# Excerpted passage
---

To train a denoising CNN, the Noise2Inverse method requires that the reconstructed training pairs satisfy two conditions, which we refer to as the Noise2Inverse conditions:

  1. 1.

    The noise in the reconstructed input image is statistically independent from noise in the reconstructed target image.

  2. 2.

    Every subset of the measurement is used in the reconstructed target images equally often.

The Noise2Inverse conditions are satisfied in the case of single-slice parallel-beam tomography. The noise in the reconstructed input and target images is independent (“uncorrelated”), because the images, and thus the noise, are reconstructed from distinct input and target sections of the sinogram. Because target sections from all parts of the sinogram are used during training, the second requirement is satisfied as well. This prevents biasing the result towards a specific subset of the measurements.

---

# Supplied records
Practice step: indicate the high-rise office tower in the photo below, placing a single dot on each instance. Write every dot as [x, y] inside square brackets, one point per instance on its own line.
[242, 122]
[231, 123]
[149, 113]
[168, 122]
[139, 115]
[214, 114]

---

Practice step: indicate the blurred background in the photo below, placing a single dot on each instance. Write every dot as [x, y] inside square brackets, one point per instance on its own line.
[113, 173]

---

# Work to be completed
Copy the stretch of the Noise2Inverse excerpt from "The Noise2Inverse conditions are" through "of the measurements.", changing "sinogram" to "projection data" wherever it appears.

# Solution
The Noise2Inverse conditions are satisfied in the case of single-slice parallel-beam tomography. The noise in the reconstructed input and target images is independent (“uncorrelated”), because the images, and thus the noise, are reconstructed from distinct input and target sections of the projection data. Because target sections from all parts of the projection data are used during training, the second requirement is satisfied as well. This prevents biasing the result towards a specific subset of the measurements.